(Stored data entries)
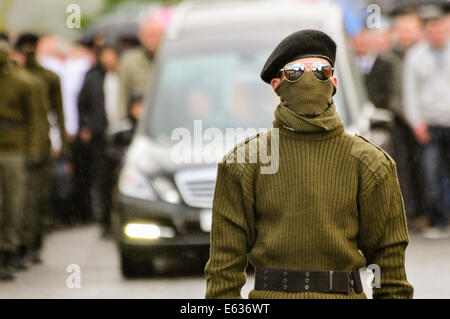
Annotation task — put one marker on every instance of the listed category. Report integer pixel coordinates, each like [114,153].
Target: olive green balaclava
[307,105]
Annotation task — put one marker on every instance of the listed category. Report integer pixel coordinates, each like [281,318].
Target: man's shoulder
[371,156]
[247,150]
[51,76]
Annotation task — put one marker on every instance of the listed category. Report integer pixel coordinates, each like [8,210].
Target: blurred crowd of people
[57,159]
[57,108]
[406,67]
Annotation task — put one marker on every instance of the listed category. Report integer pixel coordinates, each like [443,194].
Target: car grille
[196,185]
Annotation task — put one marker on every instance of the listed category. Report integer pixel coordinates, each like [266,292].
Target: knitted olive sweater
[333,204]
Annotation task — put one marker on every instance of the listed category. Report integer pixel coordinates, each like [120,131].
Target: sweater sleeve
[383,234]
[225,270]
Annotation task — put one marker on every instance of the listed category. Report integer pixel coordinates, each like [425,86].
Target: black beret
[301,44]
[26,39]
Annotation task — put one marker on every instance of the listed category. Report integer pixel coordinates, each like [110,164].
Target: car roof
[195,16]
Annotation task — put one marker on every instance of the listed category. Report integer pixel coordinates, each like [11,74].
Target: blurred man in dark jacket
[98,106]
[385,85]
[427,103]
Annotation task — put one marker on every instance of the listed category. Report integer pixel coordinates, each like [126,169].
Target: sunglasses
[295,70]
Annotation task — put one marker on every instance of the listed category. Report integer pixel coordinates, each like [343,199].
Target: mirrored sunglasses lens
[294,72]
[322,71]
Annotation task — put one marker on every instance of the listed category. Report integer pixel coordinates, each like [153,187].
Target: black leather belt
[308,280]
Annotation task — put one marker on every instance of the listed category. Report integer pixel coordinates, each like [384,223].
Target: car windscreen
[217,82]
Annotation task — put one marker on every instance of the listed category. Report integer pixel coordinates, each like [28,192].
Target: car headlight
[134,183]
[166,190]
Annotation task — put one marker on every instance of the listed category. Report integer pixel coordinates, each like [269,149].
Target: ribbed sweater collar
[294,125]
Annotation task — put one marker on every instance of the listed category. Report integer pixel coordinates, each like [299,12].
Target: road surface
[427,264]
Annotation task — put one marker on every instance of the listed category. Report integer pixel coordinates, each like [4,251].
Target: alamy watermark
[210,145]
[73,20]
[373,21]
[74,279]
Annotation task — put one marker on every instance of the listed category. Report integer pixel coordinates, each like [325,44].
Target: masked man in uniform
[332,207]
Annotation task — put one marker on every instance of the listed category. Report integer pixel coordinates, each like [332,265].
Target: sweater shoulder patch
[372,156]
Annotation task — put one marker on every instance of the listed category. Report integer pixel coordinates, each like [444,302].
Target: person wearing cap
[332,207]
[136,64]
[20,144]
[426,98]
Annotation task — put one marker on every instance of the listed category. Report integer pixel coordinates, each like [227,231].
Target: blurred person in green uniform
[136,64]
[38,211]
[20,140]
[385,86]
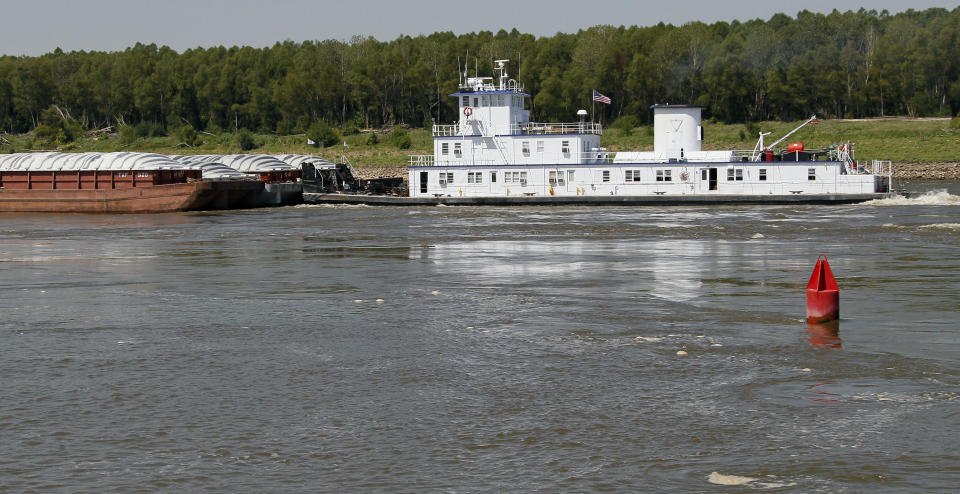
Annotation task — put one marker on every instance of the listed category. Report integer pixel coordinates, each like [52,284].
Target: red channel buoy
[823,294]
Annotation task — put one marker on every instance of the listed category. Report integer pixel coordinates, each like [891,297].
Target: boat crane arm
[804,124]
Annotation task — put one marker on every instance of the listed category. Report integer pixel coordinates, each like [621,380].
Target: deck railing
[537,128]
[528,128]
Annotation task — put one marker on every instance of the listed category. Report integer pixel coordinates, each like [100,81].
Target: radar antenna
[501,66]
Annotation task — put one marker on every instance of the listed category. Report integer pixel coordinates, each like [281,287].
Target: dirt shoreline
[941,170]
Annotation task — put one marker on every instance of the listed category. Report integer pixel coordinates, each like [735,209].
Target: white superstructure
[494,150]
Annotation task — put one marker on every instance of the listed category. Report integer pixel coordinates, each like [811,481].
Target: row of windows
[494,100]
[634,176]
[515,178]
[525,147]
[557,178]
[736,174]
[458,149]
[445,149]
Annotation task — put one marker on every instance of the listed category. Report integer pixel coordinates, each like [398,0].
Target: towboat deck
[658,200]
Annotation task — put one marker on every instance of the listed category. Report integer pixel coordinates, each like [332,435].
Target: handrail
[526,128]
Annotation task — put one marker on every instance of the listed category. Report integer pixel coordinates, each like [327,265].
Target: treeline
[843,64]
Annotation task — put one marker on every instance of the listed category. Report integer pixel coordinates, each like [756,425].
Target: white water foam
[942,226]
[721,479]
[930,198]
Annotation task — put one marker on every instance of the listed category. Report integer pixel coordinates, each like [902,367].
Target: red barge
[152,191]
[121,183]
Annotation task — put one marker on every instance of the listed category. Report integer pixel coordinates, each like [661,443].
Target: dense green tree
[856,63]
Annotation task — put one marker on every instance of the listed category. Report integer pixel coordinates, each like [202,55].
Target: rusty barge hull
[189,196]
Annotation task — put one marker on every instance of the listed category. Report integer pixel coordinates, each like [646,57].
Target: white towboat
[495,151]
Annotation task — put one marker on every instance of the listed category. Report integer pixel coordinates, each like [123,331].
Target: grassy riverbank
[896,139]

- [PROBLEM]:
Output the data above exactly, beginning at its first line and ending with the line that holds "each like [281,318].". Leave out the pictures and add nothing.

- [REPLY]:
Annotation task — put one marker on every instance of the listed category. Report integer pixel coordinates, each like [114,153].
Target: olive green balaclava
[307,105]
Annotation task — put one marker on every instance of the listed category. Report integer pixel coordinates, each like [281,318].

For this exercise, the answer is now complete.